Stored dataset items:

+++++

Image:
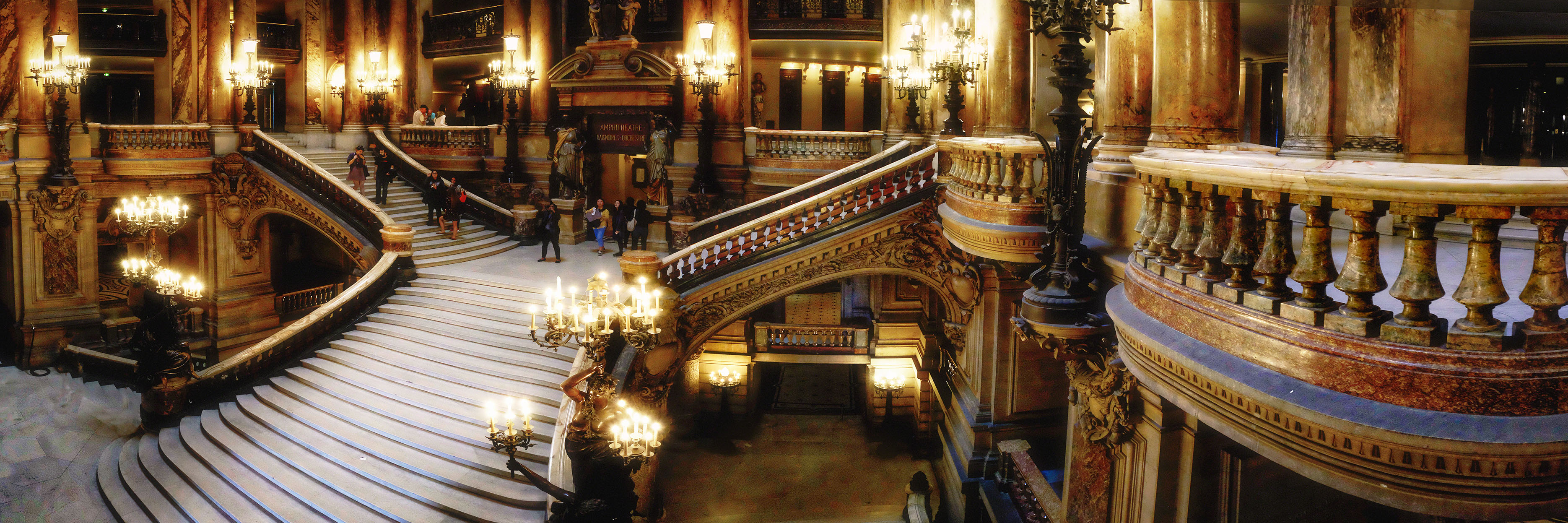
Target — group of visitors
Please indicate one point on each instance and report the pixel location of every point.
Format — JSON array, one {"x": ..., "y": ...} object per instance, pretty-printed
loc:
[{"x": 623, "y": 222}]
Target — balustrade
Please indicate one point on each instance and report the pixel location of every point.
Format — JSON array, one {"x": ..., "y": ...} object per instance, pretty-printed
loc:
[
  {"x": 860, "y": 197},
  {"x": 1183, "y": 230},
  {"x": 154, "y": 142},
  {"x": 1007, "y": 170}
]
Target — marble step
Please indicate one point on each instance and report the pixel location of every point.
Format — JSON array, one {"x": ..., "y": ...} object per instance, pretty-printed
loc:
[
  {"x": 218, "y": 492},
  {"x": 435, "y": 458},
  {"x": 277, "y": 502},
  {"x": 415, "y": 489},
  {"x": 485, "y": 252},
  {"x": 175, "y": 487},
  {"x": 327, "y": 474},
  {"x": 432, "y": 432},
  {"x": 322, "y": 497},
  {"x": 143, "y": 487},
  {"x": 114, "y": 489}
]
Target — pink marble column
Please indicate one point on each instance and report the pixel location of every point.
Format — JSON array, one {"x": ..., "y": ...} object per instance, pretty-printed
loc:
[
  {"x": 1373, "y": 88},
  {"x": 1128, "y": 70},
  {"x": 1310, "y": 87},
  {"x": 1195, "y": 74}
]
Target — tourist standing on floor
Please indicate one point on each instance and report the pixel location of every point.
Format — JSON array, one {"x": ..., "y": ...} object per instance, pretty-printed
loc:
[
  {"x": 640, "y": 222},
  {"x": 597, "y": 222},
  {"x": 549, "y": 232},
  {"x": 435, "y": 194},
  {"x": 618, "y": 216},
  {"x": 383, "y": 175},
  {"x": 356, "y": 169}
]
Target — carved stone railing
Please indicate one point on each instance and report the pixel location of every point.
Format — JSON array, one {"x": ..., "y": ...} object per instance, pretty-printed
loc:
[
  {"x": 322, "y": 186},
  {"x": 465, "y": 32},
  {"x": 864, "y": 195},
  {"x": 849, "y": 340},
  {"x": 300, "y": 301},
  {"x": 1219, "y": 261},
  {"x": 123, "y": 35},
  {"x": 756, "y": 209},
  {"x": 447, "y": 141},
  {"x": 1006, "y": 170},
  {"x": 154, "y": 142},
  {"x": 416, "y": 175}
]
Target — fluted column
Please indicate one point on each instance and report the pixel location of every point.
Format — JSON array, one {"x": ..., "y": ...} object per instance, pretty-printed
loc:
[
  {"x": 1195, "y": 74},
  {"x": 1004, "y": 87},
  {"x": 1373, "y": 90},
  {"x": 1128, "y": 88},
  {"x": 1310, "y": 87}
]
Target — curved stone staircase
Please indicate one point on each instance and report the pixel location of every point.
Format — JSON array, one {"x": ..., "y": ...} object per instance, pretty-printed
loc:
[
  {"x": 383, "y": 424},
  {"x": 404, "y": 205}
]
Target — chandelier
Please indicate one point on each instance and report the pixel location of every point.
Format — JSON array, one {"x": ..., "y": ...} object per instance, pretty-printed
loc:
[
  {"x": 62, "y": 74},
  {"x": 590, "y": 321},
  {"x": 636, "y": 436}
]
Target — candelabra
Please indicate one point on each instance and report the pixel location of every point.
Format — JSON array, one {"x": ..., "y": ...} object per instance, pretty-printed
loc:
[
  {"x": 510, "y": 439},
  {"x": 512, "y": 76},
  {"x": 60, "y": 76},
  {"x": 377, "y": 84},
  {"x": 1064, "y": 289},
  {"x": 911, "y": 81},
  {"x": 706, "y": 71},
  {"x": 962, "y": 55},
  {"x": 590, "y": 321},
  {"x": 634, "y": 436},
  {"x": 250, "y": 78}
]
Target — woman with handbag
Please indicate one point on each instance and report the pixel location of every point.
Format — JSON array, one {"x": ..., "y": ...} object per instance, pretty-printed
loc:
[{"x": 597, "y": 222}]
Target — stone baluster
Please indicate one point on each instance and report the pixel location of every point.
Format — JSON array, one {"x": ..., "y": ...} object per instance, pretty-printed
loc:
[
  {"x": 1188, "y": 234},
  {"x": 1547, "y": 291},
  {"x": 1481, "y": 289},
  {"x": 1241, "y": 252},
  {"x": 1362, "y": 276},
  {"x": 1211, "y": 247},
  {"x": 1418, "y": 282},
  {"x": 1277, "y": 260}
]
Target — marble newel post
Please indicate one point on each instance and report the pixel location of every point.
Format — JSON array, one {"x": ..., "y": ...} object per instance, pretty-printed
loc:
[
  {"x": 1310, "y": 87},
  {"x": 1004, "y": 87},
  {"x": 1195, "y": 74},
  {"x": 220, "y": 95},
  {"x": 1373, "y": 88}
]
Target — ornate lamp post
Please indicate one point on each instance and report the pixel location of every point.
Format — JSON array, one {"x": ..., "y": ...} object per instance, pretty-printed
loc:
[
  {"x": 959, "y": 59},
  {"x": 706, "y": 71},
  {"x": 911, "y": 81},
  {"x": 60, "y": 76},
  {"x": 250, "y": 78},
  {"x": 375, "y": 84},
  {"x": 510, "y": 76}
]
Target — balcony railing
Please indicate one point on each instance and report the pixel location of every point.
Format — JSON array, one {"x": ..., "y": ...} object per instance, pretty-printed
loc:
[
  {"x": 154, "y": 142},
  {"x": 1219, "y": 238},
  {"x": 123, "y": 35},
  {"x": 463, "y": 34},
  {"x": 847, "y": 340}
]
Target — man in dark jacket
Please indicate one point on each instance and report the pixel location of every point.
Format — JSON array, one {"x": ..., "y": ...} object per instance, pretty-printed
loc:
[{"x": 549, "y": 232}]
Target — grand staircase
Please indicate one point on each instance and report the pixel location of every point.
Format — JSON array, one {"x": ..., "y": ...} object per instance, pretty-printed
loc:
[
  {"x": 432, "y": 247},
  {"x": 382, "y": 426}
]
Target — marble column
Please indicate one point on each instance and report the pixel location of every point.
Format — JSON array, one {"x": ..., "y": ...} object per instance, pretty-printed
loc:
[
  {"x": 1373, "y": 90},
  {"x": 1004, "y": 87},
  {"x": 1310, "y": 87},
  {"x": 353, "y": 133},
  {"x": 1195, "y": 74},
  {"x": 220, "y": 95},
  {"x": 1128, "y": 70}
]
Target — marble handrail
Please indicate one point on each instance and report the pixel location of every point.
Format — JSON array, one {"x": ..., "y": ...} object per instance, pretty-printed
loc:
[
  {"x": 1220, "y": 222},
  {"x": 841, "y": 203},
  {"x": 1009, "y": 170},
  {"x": 811, "y": 145}
]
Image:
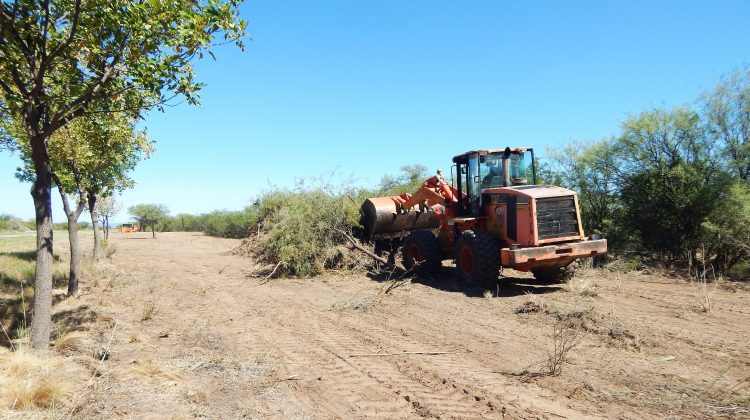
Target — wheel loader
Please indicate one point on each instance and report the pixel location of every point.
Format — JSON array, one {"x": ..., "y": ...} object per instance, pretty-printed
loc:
[{"x": 488, "y": 217}]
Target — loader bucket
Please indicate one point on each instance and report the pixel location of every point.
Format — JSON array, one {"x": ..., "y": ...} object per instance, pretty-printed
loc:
[{"x": 382, "y": 219}]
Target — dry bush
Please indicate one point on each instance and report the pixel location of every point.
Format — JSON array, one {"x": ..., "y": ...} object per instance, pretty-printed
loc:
[
  {"x": 582, "y": 285},
  {"x": 149, "y": 369},
  {"x": 71, "y": 343},
  {"x": 31, "y": 381},
  {"x": 364, "y": 304},
  {"x": 302, "y": 232},
  {"x": 566, "y": 335},
  {"x": 149, "y": 310},
  {"x": 705, "y": 283},
  {"x": 109, "y": 250}
]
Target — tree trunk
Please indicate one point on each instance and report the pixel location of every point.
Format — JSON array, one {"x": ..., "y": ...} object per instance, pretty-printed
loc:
[
  {"x": 41, "y": 192},
  {"x": 94, "y": 225},
  {"x": 75, "y": 249},
  {"x": 75, "y": 256}
]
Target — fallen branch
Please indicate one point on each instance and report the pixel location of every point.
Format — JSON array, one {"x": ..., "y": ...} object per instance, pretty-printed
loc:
[
  {"x": 427, "y": 353},
  {"x": 268, "y": 277},
  {"x": 360, "y": 248}
]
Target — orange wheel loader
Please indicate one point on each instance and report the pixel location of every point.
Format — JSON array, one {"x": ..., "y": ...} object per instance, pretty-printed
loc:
[{"x": 487, "y": 218}]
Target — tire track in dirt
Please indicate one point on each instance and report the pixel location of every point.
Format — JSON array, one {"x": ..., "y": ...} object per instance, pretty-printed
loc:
[{"x": 330, "y": 337}]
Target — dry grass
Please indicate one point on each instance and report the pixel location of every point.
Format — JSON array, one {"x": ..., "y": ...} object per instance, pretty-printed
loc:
[
  {"x": 31, "y": 381},
  {"x": 364, "y": 304},
  {"x": 149, "y": 369},
  {"x": 71, "y": 343}
]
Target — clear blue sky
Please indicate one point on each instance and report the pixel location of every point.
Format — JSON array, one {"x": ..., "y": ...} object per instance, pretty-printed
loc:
[{"x": 365, "y": 87}]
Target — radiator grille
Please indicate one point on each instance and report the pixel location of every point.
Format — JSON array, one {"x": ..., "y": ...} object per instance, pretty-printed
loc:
[{"x": 556, "y": 217}]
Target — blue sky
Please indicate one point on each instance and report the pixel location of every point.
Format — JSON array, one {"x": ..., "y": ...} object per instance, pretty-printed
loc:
[{"x": 364, "y": 87}]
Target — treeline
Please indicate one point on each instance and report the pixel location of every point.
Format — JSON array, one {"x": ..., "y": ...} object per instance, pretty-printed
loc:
[
  {"x": 221, "y": 223},
  {"x": 14, "y": 224},
  {"x": 673, "y": 186}
]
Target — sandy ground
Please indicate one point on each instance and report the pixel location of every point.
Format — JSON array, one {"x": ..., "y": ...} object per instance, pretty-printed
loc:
[{"x": 191, "y": 335}]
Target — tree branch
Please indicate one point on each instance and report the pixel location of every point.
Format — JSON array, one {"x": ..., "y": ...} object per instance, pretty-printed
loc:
[{"x": 39, "y": 80}]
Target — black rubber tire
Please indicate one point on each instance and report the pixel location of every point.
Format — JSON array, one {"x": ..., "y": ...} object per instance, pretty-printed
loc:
[
  {"x": 477, "y": 257},
  {"x": 422, "y": 246},
  {"x": 555, "y": 274}
]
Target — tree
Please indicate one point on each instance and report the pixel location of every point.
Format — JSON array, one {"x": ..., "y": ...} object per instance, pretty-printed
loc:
[
  {"x": 107, "y": 206},
  {"x": 61, "y": 58},
  {"x": 727, "y": 110},
  {"x": 410, "y": 179},
  {"x": 671, "y": 181},
  {"x": 90, "y": 156},
  {"x": 149, "y": 215},
  {"x": 592, "y": 172}
]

+++++

Task statement: Go over the entries above and tally the lines holding "branch"; please answer with the number alone.

Output for this task: 2